• _Page extract_:
Multiple Chemical Sensitivities Syndrome (MCS) remains a doubtful entity. Plaintiff counsel offering a medical expert who believes in the condition should expect a scientifically-based Defence challenge to its existence.
5 years ago 5 major criteria were proposed for a working diagnosis:
(1) symptoms are reproducible with exposure;
(2) condition is chronic;
(3) low levels of exposure result in manifestations of the syndrome;
(4) symptoms resolve with removal of incitants;
(5) responses occur to multiple, chemically unrelated substances. All the criteria resulted from self-report.
Multiple Chemical Sensitivities Syndrome is a condition diagnosed on self-report and without objective criteria
Scientific investigation has revealed no indicators of Allergy or abnormalities of the Immune System, indeed no objective clinical or pathological tests have hitherto identified sufferers from MCS.
The exceptions are psychological findings: current Anxiety or Depressive Disorder is significantly more common, and 25% of patients fulfilled criteria for Somatisation Disorder (Medical Litigation News Volume 2, Issue 2) before the onset of the chemical sensitivity. There has yet been insufficient rigorous research refuting or proving a psychological cause.

• _Provided data_:
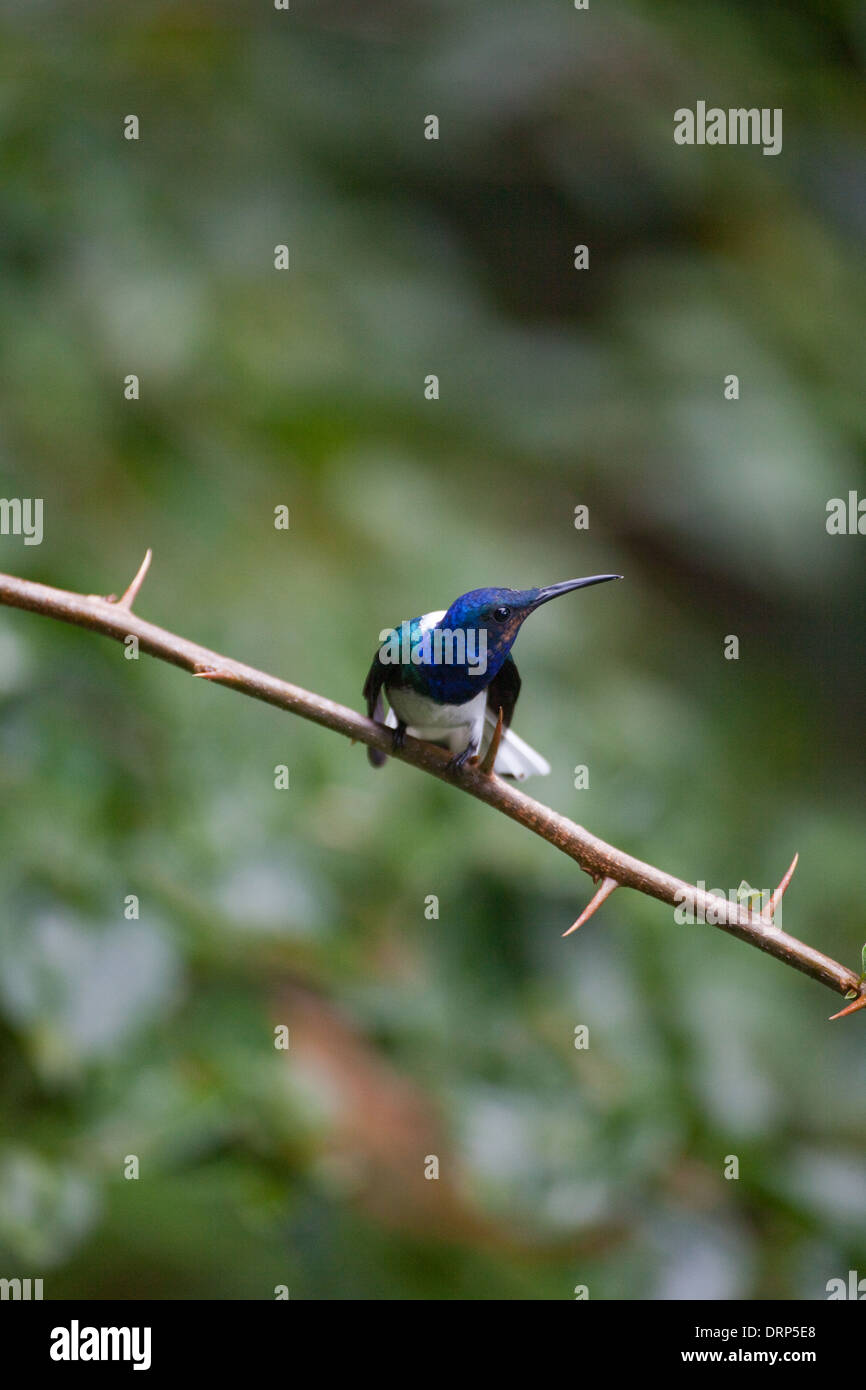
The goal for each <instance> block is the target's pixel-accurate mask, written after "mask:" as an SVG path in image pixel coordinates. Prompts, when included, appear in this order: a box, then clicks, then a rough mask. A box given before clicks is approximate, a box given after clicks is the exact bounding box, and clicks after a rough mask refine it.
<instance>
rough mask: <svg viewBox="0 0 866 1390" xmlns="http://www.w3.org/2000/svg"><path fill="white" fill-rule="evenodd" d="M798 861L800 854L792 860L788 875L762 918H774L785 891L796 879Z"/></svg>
mask: <svg viewBox="0 0 866 1390" xmlns="http://www.w3.org/2000/svg"><path fill="white" fill-rule="evenodd" d="M798 860H799V852H798V853H795V855H794V859H792V860H791V866H790V869H788V872H787V874H785V876H784V878H783V880H781V883H780V885H778V888H777V890H776V892H774V894H773V897H771V898H770V901H769V902H767V905H766V908H765V910H763V912H762V913H760V916H762V917H763V916H766V917H770V919H771V917H773V913H774V912H776V909H777V906H778V903H780V902H781V899H783V897H784V894H785V890H787V887H788V884H790V883H791V878H792V877H794V870H795V869H796V865H798Z"/></svg>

• _Tasks to complete_:
1. Transcribe the passage on Multiple Chemical Sensitivities Syndrome between "Multiple Chemical Sensitivities Syndrome is" and "sufferers from MCS.", inclusive.
2. Decide whether each statement below agrees with the passage on Multiple Chemical Sensitivities Syndrome, answering yes or no and quoting the deciding words of the passage exactly: (a) All of the proposed diagnostic criteria came from self-report. (b) Scientific investigation has found abnormalities of the immune system in people with the syndrome. (c) A quarter of patients met the criteria for Somatisation Disorder only after their chemical sensitivity began.

• _Exercise responses_:
1.
Multiple Chemical Sensitivities Syndrome is a condition diagnosed on self-report and without objective criteria
Scientific investigation has revealed no indicators of Allergy or abnormalities of the Immune System, indeed no objective clinical or pathological tests have hitherto identified sufferers from MCS.

2.
(a) Yes: "All the criteria resulted from self-report."
(b) No: "Scientific investigation has revealed no indicators of Allergy or abnormalities of the Immune System"
(c) No: "before the onset of the chemical sensitivity"